◆ **Exercise aim**: Carry on the post about revising the FriendDA from the point where it stops, without touching the rows.

Tech Life Slightly more teeth

FriendDA v2?

If you don’t care about the FriendDA you should stop reading this now.

The FriendDA was written in late 2008 and it was intended as an experiment to place a smidge of formality on the discussion of perceived precious ideas. Happily, the FriendDA has legs. Since the original publication there has a small, but steady flow of traffic to site, a group of folks have taken up the task of translating the document to various languages (FriendDA in Hebrew), and I’ve made small changes to the original text none of which I believe has changed the original intent.

I was recently approached with the idea that the FriendDA with small modifications could offer some legal protection and while this contradicts one of the core tenets of the FriendDA, the idea of increasing the usefulness of the FriendDA is appealing to me.

The FriendDA really isn’t for me. It’s intended to be a useful social tool for others who want to stop the moment before they share their important idea and say, “FriendDA?” With the response being either, “What’s that?” or “Of course.”  In the “What’s that?” case, the point is to talk about the intent of the FriendDA which briefly is:

  • I’m disclosing a bright idea to you

  • Don’t screw me

  • Or else

None of the consequences are intended to be legal – they’re intended be social. The point of the FriendDA is for we humans to learn to deal with our trust issues sans legal intervention. Still, the idea of giving the FriendDA more teeth is interesting to me and I want your opinion.

There are three changes (in bold) being proposed to the .7 version of the FriendDA. The first two are:

  • Line 9:  Adapting some or all of The Idea for your own purposes unless I say you can.
  • Line 15: The term of this agreement shall continue until I or someone I authorize makes The Idea public.

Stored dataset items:
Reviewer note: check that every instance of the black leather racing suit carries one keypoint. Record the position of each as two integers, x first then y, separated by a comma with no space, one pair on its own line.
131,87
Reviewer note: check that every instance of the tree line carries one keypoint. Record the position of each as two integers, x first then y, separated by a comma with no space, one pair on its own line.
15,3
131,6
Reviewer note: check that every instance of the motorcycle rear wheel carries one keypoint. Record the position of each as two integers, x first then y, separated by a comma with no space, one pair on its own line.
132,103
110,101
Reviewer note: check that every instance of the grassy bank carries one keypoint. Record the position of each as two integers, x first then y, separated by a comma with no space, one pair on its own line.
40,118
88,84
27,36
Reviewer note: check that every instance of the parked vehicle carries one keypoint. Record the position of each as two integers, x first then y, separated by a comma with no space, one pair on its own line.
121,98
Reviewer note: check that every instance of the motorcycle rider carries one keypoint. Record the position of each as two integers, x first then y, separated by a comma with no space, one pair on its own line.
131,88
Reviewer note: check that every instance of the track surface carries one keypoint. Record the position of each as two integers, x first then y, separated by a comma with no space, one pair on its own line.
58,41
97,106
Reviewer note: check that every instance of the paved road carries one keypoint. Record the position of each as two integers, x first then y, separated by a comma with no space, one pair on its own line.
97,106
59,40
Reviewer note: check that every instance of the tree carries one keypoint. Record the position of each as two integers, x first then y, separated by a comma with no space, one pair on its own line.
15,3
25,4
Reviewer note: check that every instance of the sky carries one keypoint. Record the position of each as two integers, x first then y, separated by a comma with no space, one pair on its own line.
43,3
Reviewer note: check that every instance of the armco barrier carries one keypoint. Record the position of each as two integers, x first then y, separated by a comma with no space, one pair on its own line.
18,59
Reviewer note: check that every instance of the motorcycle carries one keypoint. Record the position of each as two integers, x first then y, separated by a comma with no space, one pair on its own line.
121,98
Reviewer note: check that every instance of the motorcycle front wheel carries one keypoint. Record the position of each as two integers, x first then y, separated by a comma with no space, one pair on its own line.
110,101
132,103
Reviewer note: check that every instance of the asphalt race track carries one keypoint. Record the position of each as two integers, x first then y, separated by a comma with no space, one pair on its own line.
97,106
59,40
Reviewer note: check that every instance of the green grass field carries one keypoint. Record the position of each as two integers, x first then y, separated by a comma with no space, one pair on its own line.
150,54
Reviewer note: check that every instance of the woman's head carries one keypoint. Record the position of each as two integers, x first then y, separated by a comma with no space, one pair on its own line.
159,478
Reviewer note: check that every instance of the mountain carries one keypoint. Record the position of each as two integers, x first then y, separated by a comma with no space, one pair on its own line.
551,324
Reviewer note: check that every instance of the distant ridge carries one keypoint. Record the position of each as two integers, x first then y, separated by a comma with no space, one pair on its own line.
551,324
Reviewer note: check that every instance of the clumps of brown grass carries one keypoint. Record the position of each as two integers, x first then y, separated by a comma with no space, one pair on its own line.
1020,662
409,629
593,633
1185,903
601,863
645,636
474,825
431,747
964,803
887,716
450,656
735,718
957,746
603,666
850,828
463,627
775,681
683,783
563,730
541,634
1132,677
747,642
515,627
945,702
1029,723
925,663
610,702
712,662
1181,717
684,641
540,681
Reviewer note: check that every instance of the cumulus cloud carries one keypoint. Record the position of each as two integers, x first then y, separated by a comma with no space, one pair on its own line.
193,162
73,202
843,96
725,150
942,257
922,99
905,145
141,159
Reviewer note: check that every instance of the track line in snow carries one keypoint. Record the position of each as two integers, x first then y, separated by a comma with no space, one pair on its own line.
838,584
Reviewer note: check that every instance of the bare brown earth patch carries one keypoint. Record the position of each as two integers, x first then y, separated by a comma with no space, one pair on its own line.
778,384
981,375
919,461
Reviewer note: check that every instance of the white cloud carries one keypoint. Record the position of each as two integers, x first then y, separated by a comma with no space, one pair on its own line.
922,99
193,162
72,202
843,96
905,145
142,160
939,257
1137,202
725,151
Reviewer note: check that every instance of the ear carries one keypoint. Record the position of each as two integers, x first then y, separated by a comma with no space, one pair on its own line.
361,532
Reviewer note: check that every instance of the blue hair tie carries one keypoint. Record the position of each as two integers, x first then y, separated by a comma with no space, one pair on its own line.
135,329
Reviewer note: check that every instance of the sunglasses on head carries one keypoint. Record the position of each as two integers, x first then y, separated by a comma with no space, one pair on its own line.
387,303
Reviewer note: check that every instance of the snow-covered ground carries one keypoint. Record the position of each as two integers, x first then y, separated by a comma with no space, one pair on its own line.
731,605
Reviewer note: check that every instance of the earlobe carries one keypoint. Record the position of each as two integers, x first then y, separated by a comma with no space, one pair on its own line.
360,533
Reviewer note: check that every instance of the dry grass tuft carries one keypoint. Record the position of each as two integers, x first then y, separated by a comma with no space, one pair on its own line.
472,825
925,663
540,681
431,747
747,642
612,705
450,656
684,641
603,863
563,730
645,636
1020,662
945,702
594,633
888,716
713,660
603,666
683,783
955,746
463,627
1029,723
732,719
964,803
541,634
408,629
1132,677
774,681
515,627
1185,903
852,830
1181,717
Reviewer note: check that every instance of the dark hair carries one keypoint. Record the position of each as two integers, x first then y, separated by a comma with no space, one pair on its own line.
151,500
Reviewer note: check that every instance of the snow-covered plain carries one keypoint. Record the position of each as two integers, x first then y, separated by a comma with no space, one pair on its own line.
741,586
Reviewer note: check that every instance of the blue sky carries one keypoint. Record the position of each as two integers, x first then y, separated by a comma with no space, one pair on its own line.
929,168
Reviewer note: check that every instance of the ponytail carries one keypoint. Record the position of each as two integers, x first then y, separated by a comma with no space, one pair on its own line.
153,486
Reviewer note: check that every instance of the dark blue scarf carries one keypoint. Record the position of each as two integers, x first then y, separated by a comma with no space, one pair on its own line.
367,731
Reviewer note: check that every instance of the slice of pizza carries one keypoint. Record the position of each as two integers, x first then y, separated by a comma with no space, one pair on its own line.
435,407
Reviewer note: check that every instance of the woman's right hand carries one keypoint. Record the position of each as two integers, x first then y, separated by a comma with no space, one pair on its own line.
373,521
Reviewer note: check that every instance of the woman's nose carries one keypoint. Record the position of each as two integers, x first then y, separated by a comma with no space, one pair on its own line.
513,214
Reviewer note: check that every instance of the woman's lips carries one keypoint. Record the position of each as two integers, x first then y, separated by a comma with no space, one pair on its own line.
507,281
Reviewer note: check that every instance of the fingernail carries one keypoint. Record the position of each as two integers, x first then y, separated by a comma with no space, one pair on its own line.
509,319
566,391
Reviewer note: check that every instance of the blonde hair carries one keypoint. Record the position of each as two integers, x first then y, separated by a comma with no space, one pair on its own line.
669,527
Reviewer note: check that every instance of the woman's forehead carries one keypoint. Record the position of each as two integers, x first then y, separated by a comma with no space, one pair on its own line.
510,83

◆ **The answer**:
I have no issue with either of these changes. The first prevents the Advisor from adapting The Idea for someone else’s purposes which would be nefarious and screw-ish. The second change makes it clear that that the term lasts until the Keeper of the Idea takes the Idea public.

The last change is the big one:

Line 18: 

  • Was: This agreement has absolutely no legal binding. However, upon breach or violation of the agreement, I will feel free to do any of the following:
  • Proposed: This agreement may possibly have some amount of legal binding. However, it is likely that upon breach or violation of the agreement, I will do no more than any of the following:

The paragraph from the introductory article that this change directly contradicts is:

The FriendDA is a non-binding, warm blanket agreement that offers absolutely no legal protection. I’d suggest if the idea of legal protection is even crossing your mind that the FriendDA is totally inappropriate for your current needs.

A legal advisor suggests, 

Therefore, while the doc at does say that “This agreement has absolutely no legal binding….” – it actually might. It has all the parts required for a binding contract, namely mutual promises (which can be seen as consideration) and an intent for the parties to be in agreement about what can happen if the agreement is breached, even if they’re mostly psychological. And the agreement also has definite terms and obligations on both parties. Therefore, noting that it might be legally binding makes it a positive to state what will happen if the Advisor breaches. 

Again, the proposed change gives the FriendDA slightly more teeth and if you care about the FriendDA, I’d like your opinion on this last change. Once I’ve gathered enough signal, I’ll update the site along with a new subsection which tracks changes from version to version.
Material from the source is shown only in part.